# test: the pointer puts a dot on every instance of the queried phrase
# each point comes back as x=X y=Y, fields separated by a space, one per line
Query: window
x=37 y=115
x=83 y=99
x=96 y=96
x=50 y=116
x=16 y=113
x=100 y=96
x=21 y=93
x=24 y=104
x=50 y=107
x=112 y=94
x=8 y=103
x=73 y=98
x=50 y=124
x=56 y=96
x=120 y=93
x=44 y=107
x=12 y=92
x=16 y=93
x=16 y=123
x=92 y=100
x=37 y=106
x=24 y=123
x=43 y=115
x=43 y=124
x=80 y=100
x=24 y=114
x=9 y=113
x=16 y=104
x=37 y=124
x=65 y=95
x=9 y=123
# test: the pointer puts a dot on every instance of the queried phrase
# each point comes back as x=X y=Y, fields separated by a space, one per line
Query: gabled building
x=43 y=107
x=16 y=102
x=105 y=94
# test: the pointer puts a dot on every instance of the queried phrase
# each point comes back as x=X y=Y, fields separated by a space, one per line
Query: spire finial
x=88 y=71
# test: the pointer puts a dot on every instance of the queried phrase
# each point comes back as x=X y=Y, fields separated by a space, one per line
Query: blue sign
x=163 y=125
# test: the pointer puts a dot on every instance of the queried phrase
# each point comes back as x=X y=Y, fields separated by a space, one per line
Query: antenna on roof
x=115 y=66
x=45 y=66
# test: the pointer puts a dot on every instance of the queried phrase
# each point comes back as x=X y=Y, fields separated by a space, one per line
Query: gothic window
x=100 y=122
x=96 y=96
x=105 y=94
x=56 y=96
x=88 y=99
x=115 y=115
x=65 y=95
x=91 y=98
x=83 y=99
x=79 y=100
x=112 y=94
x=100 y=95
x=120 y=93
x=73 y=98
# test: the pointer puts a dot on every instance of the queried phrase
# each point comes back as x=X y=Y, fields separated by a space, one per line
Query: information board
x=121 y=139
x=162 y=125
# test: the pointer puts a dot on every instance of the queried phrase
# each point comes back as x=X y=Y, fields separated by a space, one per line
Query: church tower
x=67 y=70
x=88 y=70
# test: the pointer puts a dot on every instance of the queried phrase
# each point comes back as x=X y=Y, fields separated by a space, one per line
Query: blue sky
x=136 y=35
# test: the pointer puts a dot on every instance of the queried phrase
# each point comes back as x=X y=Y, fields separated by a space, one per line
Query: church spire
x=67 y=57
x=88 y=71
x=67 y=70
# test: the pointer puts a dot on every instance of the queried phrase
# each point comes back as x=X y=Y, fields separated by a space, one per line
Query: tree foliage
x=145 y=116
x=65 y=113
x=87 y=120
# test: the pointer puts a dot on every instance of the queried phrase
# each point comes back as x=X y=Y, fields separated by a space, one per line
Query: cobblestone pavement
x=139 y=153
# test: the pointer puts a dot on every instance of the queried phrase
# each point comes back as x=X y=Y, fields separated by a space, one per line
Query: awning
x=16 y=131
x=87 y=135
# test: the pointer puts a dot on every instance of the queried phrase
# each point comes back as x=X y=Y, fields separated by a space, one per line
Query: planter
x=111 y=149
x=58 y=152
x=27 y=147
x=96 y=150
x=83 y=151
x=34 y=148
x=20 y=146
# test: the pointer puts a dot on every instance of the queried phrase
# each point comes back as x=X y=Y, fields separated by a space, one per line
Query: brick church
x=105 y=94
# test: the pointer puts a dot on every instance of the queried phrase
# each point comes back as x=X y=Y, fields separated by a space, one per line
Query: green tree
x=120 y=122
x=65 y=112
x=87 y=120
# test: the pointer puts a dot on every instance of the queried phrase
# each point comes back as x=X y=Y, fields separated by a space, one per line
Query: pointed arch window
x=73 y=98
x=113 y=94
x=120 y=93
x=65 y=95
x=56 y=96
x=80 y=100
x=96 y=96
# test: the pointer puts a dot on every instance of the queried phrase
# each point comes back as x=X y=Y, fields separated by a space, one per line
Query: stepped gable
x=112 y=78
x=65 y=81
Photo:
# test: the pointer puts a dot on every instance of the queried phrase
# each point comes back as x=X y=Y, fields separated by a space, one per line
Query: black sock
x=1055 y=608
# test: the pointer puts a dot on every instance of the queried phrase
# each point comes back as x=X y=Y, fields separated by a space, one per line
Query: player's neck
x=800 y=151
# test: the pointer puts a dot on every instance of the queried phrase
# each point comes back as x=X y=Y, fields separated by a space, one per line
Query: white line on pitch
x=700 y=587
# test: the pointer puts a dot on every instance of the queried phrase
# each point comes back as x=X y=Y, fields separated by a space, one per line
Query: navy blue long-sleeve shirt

TASK OBJECTIVE
Using the data above, return each line exactly as written.

THE OUTPUT
# test: the pointer puts a dot on every instance of the queried phrase
# each point comes back as x=X y=Y, fields separated by a space, one per line
Query: window
x=37 y=115
x=83 y=99
x=96 y=96
x=50 y=116
x=16 y=113
x=100 y=96
x=21 y=93
x=24 y=104
x=50 y=107
x=112 y=94
x=8 y=103
x=73 y=98
x=50 y=124
x=56 y=96
x=120 y=93
x=44 y=107
x=12 y=92
x=16 y=93
x=16 y=123
x=92 y=100
x=37 y=106
x=24 y=123
x=43 y=115
x=43 y=124
x=80 y=100
x=24 y=114
x=9 y=113
x=16 y=104
x=37 y=124
x=65 y=95
x=9 y=123
# test: the pointer puts a dot on every instance of the queried phrase
# each point comes back as x=X y=Y, fields separated by a space, one per line
Query: gabled building
x=43 y=107
x=16 y=102
x=105 y=94
# test: the pointer puts a dot on every instance of the queried phrase
# each point comes back as x=X y=Y, fields separated by a space, one per line
Query: spire finial
x=88 y=71
# test: the pointer puts a dot on every instance of the queried phrase
# each point comes back as x=X y=Y, fields separated by a space, one per line
Query: blue sign
x=163 y=125
# test: the pointer puts a dot on every instance of the queried phrase
# each point comes back as x=X y=Y, fields separated by a space, one per line
Query: antenna on roof
x=115 y=66
x=45 y=66
# test: the pointer puts a dot on every instance of the queried phrase
# each point comes back as x=X y=Y, fields separated by a space, one per line
Query: gothic window
x=100 y=122
x=96 y=96
x=105 y=94
x=56 y=96
x=88 y=99
x=115 y=115
x=65 y=95
x=91 y=98
x=83 y=99
x=79 y=100
x=112 y=94
x=100 y=95
x=120 y=93
x=73 y=98
# test: the pointer puts a dot on every instance of the queried phrase
# each point comes back as x=X y=Y, fields separated by a space, one per line
Query: information board
x=121 y=139
x=162 y=125
# test: the pointer puts a dot on every instance of the queried phrase
# each point comes back as x=X y=Y, fields separated by a space, one per line
Query: church tower
x=67 y=70
x=88 y=70
# test: the pointer puts a dot on every instance of the queried phrase
# each point comes back as x=X y=Y, fields separated by a space, one per line
Query: blue sky
x=136 y=35
# test: the pointer puts a dot on every instance of the queried phrase
# each point comes back as x=X y=Y, fields separated by a space, one per line
Query: church spire
x=67 y=57
x=88 y=71
x=67 y=70
# test: the pointer puts a dot on every instance of the queried phrase
# each point comes back as x=X y=Y, fields separated by a space, one per line
Query: tree foliage
x=145 y=116
x=65 y=113
x=87 y=120
# test: the pointer puts a dot on every instance of the queried phrase
# each point comes back as x=X y=Y, fields separated by a space, one per line
Query: cobblestone pavement
x=139 y=153
# test: the pointer puts a dot on every instance of the queried phrase
# each point comes back as x=X y=Y, fields separated by a space, one per line
Query: awning
x=16 y=131
x=87 y=135
# test: the pointer puts a dot on every instance of the queried phrase
# each point comes back as x=X y=Y, fields separated by a space, one per line
Query: planter
x=111 y=149
x=58 y=152
x=27 y=147
x=96 y=150
x=83 y=151
x=34 y=148
x=20 y=146
# test: the pointer puts a dot on every instance of the queried phrase
# each point comes back as x=X y=Y, fields separated by a space, one per line
Query: brick church
x=105 y=94
# test: the pointer puts a dot on every instance of the queried phrase
# each point comes back as x=X y=Y, fields separated by a space, one per line
Query: green tree
x=120 y=122
x=65 y=112
x=87 y=120
# test: the pointer puts a dot on every instance of the queried phrase
# each point comes back as x=X y=Y, fields separated by a space, one per line
Query: pointed arch window
x=73 y=98
x=113 y=94
x=120 y=93
x=65 y=95
x=56 y=96
x=80 y=100
x=96 y=96
# test: the pointer puts a dot on every instance of the queried phrase
# each point comes back as x=X y=Y, fields separated by a space, one per line
Query: stepped gable
x=112 y=78
x=65 y=81
Photo:
# test: the pointer puts a dot on every instance of the queried phrase
# each point comes back as x=X y=Y, fields separated by a space, one per line
Query: black sock
x=1055 y=608
# test: the pointer puts a dot on every instance of the queried phrase
# each point comes back as x=X y=Y, fields separated by a space, one per line
Query: player's neck
x=800 y=151
# test: the pointer puts a dot on every instance of the queried phrase
# each point comes back as x=X y=Y, fields separated by a space, one per line
Query: white line on pitch
x=700 y=587
# test: the pointer puts a dot on every instance of the queried phrase
# each point comes back as x=X y=Y, fields separated by a space, one per line
Query: navy blue long-sleeve shirt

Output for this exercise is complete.